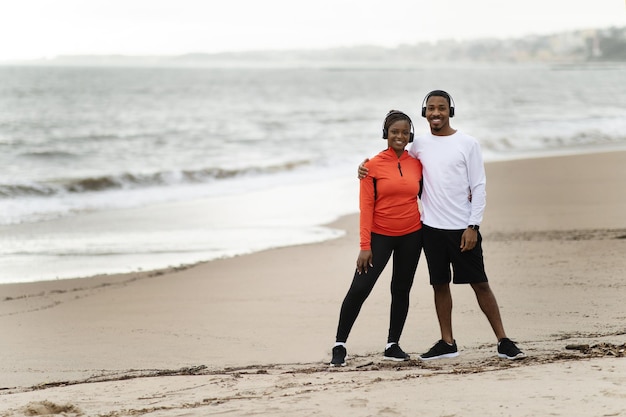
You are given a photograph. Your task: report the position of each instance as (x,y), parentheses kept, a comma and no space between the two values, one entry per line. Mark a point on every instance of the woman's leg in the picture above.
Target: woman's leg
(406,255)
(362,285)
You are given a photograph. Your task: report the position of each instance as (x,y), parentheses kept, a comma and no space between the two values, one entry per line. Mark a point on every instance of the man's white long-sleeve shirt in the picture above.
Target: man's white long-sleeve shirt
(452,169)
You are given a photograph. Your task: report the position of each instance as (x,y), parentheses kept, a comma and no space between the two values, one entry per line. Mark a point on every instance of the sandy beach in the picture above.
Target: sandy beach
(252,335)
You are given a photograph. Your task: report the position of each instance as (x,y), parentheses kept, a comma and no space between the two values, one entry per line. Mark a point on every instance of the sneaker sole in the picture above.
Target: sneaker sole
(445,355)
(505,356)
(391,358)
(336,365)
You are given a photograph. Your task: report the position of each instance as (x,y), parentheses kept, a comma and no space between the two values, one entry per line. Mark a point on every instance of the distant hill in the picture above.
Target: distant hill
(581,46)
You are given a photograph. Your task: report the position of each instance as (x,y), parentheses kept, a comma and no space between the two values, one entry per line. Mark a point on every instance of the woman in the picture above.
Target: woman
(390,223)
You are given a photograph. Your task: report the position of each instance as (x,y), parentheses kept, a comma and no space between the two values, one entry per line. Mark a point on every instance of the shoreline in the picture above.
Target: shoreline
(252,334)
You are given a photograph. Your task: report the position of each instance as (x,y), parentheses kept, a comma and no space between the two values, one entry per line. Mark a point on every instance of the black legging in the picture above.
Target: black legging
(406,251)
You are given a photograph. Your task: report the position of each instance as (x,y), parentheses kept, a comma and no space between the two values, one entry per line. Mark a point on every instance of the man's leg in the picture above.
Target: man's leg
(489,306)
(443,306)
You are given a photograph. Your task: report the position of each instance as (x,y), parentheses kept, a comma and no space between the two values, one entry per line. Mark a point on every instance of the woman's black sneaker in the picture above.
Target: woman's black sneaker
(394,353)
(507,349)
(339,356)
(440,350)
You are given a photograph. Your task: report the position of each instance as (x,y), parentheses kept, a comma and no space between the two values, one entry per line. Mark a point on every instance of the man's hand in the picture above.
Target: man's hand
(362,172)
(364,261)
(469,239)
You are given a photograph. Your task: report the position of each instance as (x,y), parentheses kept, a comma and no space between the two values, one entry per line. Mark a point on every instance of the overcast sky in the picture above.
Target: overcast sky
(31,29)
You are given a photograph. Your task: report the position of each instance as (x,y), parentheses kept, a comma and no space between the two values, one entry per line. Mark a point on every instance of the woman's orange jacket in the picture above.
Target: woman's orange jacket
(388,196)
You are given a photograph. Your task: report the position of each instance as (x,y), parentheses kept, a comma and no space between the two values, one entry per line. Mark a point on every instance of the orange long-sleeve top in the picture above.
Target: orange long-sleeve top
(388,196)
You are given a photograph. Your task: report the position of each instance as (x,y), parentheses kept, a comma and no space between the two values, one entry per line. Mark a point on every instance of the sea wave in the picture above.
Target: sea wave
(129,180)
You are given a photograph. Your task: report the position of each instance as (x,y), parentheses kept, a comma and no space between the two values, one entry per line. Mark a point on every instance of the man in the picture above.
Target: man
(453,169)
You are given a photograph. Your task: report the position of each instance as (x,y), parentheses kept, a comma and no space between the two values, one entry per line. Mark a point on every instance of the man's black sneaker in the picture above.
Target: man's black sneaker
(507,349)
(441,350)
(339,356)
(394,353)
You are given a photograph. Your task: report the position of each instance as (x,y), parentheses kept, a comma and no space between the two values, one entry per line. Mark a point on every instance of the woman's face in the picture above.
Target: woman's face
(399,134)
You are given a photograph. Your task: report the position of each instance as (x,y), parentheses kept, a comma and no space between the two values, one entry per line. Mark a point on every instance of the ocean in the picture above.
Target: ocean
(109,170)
--
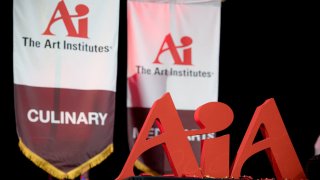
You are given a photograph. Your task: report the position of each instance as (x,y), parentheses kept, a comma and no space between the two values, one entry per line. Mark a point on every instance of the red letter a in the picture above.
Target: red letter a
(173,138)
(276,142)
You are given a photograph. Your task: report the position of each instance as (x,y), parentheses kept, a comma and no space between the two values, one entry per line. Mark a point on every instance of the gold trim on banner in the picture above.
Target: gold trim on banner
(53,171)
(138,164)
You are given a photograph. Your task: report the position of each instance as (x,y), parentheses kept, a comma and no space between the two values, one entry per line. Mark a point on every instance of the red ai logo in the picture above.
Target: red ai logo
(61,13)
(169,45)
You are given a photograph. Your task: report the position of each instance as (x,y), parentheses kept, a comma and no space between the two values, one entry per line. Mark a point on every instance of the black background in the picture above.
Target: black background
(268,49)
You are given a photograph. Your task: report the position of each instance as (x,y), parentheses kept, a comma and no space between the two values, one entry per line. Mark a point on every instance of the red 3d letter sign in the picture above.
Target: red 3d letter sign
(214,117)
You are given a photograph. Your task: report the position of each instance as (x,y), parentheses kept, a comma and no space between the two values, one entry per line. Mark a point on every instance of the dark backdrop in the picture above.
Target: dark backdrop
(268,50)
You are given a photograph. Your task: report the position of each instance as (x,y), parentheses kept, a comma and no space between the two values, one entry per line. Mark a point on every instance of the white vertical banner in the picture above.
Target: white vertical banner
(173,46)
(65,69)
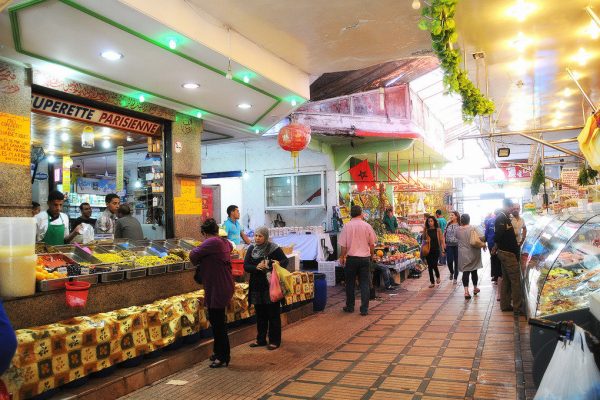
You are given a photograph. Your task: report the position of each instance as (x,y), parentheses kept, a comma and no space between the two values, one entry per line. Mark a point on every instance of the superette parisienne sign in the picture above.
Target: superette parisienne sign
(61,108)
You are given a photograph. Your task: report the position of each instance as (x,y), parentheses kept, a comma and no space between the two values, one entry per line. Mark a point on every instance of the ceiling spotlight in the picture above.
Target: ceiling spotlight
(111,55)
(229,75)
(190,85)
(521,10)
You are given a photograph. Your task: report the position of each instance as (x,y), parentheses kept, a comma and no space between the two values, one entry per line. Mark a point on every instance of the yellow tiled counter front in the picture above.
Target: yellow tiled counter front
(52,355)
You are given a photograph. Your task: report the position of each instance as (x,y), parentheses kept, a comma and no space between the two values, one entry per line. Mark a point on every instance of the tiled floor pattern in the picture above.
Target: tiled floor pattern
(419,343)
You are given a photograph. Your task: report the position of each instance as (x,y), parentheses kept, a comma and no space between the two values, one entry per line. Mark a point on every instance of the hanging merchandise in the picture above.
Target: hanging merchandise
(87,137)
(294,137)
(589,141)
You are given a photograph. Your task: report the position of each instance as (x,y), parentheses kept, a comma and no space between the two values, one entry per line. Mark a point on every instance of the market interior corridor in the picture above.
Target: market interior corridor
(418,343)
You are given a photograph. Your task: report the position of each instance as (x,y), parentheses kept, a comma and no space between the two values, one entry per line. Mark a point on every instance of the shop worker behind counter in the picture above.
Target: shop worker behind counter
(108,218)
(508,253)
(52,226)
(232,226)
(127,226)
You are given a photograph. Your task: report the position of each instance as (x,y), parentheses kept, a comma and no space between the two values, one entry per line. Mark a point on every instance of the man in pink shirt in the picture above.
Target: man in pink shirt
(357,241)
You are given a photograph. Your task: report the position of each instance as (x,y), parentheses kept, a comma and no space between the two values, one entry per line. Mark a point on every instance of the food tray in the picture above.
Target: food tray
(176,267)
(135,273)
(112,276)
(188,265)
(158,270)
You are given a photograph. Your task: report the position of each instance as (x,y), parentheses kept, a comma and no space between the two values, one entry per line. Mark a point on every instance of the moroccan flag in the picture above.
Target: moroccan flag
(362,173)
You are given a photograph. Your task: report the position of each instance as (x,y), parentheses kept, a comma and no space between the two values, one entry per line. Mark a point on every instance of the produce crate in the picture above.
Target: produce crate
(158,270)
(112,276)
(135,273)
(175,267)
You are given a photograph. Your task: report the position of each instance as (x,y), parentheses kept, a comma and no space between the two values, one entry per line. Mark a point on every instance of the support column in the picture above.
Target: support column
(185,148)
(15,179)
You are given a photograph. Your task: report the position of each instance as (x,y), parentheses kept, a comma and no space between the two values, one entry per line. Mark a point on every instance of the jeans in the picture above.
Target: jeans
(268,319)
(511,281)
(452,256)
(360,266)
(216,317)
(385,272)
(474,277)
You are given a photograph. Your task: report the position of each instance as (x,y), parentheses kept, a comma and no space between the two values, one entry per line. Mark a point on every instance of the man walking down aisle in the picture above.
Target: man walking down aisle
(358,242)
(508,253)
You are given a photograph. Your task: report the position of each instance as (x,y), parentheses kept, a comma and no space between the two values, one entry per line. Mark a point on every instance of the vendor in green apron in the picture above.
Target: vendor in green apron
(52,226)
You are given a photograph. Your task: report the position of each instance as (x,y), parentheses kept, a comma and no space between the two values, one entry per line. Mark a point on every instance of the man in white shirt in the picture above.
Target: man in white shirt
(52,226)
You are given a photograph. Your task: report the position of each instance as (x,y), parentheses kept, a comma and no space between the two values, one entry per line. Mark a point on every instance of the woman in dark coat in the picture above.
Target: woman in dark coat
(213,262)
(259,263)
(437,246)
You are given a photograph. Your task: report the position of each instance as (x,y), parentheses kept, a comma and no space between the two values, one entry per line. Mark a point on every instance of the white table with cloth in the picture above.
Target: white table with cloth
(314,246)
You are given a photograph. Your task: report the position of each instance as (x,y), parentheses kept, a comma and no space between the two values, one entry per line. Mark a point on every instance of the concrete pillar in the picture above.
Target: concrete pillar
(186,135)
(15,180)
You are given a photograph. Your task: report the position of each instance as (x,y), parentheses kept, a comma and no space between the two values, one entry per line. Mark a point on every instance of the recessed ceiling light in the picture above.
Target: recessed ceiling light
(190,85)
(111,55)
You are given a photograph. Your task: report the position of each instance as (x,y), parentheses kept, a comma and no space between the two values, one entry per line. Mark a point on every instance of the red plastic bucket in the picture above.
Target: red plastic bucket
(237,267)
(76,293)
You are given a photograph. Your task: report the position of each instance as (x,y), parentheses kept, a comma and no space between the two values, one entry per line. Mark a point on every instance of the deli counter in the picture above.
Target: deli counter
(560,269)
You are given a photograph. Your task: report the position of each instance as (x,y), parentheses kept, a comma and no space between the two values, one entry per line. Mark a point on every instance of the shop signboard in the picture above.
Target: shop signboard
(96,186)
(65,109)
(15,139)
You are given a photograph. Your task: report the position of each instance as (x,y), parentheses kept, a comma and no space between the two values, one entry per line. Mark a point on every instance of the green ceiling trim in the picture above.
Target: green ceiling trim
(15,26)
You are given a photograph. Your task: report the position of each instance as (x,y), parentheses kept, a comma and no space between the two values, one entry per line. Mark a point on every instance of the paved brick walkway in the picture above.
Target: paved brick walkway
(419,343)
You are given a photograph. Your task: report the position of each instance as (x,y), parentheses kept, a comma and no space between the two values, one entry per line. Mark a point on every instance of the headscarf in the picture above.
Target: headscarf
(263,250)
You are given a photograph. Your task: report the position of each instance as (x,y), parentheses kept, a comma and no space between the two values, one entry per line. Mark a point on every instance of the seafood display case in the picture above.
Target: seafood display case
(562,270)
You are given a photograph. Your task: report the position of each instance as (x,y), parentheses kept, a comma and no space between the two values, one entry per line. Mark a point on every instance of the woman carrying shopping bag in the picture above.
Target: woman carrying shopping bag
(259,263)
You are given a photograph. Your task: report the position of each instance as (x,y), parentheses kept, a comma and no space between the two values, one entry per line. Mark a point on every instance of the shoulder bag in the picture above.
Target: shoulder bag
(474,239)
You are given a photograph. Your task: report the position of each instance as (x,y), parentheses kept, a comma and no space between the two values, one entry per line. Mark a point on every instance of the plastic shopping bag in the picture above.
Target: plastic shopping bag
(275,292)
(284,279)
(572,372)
==
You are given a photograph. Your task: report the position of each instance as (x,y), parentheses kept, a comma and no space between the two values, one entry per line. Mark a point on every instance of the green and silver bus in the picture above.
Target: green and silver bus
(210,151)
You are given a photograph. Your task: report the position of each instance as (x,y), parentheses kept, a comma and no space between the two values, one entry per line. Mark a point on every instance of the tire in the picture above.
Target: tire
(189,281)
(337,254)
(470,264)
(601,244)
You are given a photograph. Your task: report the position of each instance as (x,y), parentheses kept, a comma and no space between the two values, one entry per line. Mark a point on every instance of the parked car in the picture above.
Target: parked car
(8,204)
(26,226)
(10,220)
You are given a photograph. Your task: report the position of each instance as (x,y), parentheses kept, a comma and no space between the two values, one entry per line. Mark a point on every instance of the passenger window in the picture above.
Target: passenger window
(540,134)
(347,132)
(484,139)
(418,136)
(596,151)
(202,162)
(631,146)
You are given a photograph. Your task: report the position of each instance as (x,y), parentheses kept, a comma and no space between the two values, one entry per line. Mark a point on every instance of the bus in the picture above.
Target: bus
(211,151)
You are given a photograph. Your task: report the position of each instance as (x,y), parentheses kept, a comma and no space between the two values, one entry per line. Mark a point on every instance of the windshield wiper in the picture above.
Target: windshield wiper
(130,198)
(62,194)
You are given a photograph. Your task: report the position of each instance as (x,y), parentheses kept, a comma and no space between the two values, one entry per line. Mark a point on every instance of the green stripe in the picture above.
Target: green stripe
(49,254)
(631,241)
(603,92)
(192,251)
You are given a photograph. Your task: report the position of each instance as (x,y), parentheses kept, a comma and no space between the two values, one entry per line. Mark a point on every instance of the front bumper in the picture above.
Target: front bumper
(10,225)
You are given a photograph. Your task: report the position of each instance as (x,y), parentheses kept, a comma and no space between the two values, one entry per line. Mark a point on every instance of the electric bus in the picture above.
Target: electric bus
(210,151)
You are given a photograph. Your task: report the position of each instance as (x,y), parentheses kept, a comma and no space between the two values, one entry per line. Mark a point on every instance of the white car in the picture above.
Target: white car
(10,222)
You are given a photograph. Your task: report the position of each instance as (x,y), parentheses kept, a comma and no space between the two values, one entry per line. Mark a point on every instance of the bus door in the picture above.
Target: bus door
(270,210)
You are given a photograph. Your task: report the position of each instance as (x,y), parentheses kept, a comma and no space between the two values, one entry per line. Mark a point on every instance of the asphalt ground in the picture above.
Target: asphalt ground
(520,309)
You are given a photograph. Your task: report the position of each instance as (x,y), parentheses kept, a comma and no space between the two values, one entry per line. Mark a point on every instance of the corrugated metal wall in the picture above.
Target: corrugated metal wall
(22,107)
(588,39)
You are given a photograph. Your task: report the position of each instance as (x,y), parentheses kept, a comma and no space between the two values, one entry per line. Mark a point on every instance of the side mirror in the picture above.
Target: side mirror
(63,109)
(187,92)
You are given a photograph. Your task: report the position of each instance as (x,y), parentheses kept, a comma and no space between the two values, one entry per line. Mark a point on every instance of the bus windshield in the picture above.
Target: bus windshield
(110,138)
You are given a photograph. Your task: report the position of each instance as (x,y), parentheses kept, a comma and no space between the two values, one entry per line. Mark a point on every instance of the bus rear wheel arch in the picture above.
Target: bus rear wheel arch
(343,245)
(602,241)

**TASK:**
Count the lines in the entries above that contain the string "wave", matching case exactly. Reply with the number alone.

**ANSWER BELOW:**
2